- _Exercise details_: Scan the data below for lines holding the word "cockpit", and copy each line found.

(Referring expression data)

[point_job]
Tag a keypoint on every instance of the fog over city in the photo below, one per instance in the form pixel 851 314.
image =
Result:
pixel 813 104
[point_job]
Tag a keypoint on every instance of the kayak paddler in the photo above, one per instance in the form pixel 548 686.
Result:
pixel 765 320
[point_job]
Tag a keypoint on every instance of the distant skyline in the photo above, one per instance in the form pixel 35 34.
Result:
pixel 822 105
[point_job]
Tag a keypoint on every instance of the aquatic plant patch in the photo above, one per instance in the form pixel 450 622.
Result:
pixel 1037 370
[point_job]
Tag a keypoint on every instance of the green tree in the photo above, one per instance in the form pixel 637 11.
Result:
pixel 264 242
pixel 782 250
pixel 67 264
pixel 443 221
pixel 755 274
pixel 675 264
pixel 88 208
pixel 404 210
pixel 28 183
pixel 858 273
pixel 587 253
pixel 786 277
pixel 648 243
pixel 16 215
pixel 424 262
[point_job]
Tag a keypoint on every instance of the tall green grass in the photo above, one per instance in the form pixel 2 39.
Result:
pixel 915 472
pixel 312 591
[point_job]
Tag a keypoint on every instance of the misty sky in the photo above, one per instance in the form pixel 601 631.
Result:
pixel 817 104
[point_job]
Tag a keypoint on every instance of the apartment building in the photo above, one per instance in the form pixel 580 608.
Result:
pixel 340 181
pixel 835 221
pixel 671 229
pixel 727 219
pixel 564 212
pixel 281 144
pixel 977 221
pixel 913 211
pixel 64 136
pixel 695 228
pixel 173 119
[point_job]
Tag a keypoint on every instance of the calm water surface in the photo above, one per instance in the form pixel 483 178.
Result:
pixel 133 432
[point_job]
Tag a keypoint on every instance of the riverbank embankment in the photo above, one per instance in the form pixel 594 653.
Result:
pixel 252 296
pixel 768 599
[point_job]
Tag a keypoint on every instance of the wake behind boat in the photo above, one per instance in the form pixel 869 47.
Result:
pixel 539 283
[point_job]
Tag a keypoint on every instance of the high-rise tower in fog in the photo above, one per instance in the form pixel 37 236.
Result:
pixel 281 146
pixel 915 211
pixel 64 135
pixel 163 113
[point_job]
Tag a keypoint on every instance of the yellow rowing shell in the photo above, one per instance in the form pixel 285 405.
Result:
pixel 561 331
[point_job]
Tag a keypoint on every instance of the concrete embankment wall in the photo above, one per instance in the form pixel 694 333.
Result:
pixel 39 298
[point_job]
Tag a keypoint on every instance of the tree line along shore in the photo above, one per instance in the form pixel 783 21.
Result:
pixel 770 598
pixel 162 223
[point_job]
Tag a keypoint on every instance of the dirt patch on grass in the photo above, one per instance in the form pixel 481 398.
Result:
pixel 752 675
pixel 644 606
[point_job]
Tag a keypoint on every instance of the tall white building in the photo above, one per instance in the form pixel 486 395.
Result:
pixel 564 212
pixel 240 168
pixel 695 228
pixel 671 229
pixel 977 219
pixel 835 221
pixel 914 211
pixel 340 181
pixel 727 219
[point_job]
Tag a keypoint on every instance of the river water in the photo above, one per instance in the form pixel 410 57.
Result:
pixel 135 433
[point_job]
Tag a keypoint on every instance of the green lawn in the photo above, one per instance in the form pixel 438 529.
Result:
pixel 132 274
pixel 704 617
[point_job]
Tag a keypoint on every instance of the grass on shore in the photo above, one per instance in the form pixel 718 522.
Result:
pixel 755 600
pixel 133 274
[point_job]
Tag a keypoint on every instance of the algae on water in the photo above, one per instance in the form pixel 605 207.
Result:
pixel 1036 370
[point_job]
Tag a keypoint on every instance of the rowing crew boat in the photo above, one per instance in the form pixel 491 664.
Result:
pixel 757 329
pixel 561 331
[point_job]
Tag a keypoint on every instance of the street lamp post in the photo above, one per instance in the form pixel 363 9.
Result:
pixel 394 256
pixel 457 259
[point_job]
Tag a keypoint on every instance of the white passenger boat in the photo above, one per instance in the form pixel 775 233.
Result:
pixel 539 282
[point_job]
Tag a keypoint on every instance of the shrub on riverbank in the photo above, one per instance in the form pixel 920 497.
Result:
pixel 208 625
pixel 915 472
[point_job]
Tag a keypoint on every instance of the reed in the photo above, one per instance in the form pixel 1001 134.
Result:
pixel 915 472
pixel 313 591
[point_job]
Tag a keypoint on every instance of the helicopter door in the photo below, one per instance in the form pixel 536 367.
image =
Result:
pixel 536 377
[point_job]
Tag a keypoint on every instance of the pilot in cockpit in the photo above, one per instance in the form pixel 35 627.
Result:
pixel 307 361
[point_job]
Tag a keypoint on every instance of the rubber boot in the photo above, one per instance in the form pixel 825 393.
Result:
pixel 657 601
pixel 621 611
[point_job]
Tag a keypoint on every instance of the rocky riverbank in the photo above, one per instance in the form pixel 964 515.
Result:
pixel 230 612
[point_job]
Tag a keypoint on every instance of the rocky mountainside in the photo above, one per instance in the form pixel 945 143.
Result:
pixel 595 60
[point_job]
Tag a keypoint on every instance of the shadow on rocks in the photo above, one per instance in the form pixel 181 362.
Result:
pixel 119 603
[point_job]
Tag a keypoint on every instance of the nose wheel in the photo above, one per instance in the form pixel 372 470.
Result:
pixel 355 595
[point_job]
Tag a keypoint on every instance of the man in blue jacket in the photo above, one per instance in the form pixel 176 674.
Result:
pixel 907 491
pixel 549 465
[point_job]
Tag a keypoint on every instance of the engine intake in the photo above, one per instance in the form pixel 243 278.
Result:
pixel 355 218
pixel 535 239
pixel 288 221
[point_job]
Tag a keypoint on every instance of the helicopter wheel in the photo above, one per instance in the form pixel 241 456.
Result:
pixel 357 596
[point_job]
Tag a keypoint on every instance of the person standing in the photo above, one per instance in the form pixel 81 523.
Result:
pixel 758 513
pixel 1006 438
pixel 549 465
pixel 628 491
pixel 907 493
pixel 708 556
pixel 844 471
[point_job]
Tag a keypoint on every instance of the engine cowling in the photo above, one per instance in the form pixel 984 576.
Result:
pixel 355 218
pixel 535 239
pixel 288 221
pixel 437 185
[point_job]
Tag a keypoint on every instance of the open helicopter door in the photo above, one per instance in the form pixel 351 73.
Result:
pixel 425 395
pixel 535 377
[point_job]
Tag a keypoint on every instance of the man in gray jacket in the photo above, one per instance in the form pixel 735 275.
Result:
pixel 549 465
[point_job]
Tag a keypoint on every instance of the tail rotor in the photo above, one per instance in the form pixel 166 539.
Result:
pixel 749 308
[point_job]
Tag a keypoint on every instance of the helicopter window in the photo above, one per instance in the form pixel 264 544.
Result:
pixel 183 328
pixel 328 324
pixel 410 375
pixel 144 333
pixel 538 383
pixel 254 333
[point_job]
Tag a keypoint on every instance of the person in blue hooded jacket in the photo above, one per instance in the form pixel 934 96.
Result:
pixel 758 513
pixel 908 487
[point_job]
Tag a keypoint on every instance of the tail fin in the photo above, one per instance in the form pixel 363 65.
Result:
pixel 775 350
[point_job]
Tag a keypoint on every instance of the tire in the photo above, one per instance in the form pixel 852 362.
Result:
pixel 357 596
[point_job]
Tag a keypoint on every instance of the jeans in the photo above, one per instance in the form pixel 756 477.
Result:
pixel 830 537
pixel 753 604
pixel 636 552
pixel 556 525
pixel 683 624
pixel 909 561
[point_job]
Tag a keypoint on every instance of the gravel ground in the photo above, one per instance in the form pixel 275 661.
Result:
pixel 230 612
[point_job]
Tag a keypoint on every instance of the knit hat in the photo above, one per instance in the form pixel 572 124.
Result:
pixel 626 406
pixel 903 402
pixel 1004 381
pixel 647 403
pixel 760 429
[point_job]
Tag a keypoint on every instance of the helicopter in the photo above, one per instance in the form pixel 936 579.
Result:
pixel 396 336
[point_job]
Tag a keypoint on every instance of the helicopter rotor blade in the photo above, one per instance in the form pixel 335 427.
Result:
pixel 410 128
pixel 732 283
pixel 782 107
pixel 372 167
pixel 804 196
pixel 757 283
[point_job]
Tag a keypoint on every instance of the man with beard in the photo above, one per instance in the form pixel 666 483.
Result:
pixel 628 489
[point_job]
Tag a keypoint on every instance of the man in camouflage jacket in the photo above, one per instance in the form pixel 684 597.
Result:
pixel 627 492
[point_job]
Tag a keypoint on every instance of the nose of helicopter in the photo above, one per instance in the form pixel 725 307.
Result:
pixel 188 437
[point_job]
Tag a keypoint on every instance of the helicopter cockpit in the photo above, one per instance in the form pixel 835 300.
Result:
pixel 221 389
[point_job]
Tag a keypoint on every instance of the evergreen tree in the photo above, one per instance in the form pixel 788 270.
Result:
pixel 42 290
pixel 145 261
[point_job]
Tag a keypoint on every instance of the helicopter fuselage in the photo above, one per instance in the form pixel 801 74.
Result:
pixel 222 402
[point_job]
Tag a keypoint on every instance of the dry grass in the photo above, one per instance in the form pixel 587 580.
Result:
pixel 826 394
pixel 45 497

- _Answer to the problem_:
Tag a keypoint on every instance of the pilot in cockpit in the photo above, one per instance in the form pixel 35 627.
Tag a keypoint on every instance of the helicopter cockpit in the photo above, one per instance in the form pixel 835 300.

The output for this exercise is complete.